Text block:
========
I want to type something adult and constructive but all I can manage is.

Man.

At this point, I'm not really surprised, but I am very disappointed. This is the sort of thing I was worried about, which happens community leaders make it normal and accepted to bully people who are no longer part of the community.
So. This all needs to be deleted. Regardless of whether or not that is the "previous coder", this has now amounted harassment via an internet and posting a picture documenting a person in San Jose makes it much worse as doxxing is a crime in California.

Can we be done with this, please?

+1 ReeferMadnes
I shared it because I think it's dystopian and cyberpunk as shit.

I did not set out to find it.

It popped up in my newsfeed.

What are the odds that an algorithm is going to bring up a news story that has this creepy intersection of a game I play, the industry I work in, and someone who may or may not share the same hobby profession (coding) and interest in a certain type of cars?

What are odds that of the literal thousands of laid off employees at a major tech firm that the reporter would interview and use a photo of a person who may or not be someone who used to play the same game that the rest of us play?

I censored it. I removed all publicly identifiable information. I even blurred the license plate on the off chance that it is the person we all know.

If you're uncomfortable, good. It's not personal against the previous coder, or anyone else.
========
Listed entries:

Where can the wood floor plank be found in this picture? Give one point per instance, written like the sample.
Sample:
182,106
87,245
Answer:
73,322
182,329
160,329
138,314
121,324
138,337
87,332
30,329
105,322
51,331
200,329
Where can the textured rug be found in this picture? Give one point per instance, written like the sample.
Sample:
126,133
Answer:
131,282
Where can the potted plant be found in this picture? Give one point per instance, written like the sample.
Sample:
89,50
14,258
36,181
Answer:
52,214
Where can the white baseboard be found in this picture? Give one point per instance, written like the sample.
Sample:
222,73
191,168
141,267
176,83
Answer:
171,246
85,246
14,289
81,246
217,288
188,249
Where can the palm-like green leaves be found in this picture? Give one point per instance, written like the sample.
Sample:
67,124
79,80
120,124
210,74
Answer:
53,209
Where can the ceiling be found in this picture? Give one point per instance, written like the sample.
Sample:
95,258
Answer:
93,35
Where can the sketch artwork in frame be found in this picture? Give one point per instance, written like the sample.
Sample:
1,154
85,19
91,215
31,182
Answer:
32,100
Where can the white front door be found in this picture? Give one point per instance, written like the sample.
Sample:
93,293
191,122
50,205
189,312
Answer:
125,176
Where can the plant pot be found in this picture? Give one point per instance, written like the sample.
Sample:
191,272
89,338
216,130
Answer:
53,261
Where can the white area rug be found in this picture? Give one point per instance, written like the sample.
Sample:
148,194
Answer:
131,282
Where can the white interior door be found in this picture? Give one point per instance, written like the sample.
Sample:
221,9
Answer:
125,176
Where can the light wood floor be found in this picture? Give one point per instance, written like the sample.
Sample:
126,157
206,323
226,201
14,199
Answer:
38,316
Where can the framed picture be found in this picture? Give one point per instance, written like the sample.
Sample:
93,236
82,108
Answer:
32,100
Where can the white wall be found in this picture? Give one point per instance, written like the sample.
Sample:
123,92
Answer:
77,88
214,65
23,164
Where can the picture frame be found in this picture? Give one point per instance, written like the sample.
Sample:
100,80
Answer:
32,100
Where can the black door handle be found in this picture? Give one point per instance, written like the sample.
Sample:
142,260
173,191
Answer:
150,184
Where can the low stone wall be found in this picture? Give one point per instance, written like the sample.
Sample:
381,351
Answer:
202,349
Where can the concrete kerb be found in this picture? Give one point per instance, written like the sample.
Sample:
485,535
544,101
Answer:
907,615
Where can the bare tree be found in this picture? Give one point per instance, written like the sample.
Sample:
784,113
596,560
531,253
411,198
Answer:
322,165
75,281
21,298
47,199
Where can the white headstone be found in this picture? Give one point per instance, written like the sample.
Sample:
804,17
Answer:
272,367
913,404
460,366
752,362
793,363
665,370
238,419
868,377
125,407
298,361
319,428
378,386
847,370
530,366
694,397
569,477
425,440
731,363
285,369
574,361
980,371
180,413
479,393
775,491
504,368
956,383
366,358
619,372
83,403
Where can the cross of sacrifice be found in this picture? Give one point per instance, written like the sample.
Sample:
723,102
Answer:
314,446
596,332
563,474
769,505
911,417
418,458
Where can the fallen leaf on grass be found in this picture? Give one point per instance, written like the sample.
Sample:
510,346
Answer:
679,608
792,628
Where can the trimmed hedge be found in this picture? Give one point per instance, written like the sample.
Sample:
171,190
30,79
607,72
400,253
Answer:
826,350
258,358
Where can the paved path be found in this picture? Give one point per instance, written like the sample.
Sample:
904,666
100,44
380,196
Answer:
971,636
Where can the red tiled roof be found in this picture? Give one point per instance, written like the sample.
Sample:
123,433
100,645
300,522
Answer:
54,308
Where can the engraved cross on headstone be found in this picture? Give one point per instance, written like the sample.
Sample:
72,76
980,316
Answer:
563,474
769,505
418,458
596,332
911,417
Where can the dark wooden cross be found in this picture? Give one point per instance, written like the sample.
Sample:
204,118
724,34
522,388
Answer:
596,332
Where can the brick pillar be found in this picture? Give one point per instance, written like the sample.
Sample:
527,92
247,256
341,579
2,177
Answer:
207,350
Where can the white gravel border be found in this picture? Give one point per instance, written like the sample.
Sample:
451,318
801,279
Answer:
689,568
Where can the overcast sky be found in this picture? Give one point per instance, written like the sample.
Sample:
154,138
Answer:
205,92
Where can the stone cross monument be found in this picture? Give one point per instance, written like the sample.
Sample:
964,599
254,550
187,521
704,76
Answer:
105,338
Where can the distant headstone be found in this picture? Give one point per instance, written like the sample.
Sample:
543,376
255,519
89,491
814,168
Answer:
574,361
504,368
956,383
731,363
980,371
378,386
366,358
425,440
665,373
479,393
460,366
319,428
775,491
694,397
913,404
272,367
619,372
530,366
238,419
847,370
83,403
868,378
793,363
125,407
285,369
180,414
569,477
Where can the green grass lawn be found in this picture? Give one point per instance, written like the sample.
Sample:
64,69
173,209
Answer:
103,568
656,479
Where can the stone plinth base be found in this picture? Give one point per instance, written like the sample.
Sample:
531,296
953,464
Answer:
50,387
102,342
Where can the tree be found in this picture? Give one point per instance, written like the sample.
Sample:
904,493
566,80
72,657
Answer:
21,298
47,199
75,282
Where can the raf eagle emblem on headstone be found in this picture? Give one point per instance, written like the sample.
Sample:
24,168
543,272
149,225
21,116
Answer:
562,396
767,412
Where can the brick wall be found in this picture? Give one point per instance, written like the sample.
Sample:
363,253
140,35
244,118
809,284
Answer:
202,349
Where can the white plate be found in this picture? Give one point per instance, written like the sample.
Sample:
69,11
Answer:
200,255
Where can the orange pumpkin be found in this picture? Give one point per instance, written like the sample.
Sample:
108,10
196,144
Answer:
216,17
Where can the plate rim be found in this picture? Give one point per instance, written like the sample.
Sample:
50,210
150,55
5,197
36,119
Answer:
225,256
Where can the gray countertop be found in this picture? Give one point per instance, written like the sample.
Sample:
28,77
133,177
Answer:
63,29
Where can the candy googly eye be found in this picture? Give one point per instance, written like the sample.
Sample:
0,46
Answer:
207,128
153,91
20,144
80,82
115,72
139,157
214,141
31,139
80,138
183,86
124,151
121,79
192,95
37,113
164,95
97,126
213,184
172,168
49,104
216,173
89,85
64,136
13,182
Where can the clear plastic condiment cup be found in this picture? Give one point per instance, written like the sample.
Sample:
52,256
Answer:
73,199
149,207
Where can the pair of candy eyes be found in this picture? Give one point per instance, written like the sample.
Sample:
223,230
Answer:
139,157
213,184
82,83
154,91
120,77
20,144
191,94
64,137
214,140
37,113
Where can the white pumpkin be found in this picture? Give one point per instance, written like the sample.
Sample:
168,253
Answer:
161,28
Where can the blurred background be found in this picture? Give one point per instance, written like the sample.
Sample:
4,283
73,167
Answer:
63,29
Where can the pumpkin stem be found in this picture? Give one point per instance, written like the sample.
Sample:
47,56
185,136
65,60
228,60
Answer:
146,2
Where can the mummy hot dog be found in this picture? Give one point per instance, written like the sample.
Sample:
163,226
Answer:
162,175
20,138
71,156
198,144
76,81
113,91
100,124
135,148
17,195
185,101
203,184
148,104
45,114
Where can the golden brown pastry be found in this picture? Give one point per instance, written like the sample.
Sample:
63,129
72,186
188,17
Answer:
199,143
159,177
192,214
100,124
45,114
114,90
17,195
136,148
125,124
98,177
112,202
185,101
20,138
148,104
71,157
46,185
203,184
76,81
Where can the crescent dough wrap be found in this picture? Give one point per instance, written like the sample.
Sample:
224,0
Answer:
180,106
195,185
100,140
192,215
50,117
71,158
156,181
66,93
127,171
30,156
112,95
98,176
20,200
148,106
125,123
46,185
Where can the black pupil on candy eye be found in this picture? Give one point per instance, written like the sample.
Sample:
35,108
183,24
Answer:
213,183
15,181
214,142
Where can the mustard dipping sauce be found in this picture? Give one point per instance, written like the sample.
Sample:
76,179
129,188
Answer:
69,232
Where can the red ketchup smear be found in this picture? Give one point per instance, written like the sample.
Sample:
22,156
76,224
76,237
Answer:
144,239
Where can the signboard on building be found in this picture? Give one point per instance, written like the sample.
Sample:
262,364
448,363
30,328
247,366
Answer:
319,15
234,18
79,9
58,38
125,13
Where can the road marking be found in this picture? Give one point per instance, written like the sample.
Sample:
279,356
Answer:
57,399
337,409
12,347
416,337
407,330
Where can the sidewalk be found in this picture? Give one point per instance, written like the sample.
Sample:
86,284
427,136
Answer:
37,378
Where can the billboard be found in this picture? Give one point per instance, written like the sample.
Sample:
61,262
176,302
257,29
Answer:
========
What this exercise asks:
1) From the forum post above, extract the passage between "What are the" and "type of cars?", inclusive.
2) In the forum post, what did the writer blur before sharing the picture?

Answers per task:
1)
What are the odds that an algorithm is going to bring up a news story that has this creepy intersection of a game I play, the industry I work in, and someone who may or may not share the same hobby profession (coding) and interest in a certain type of cars?

2) The license plate.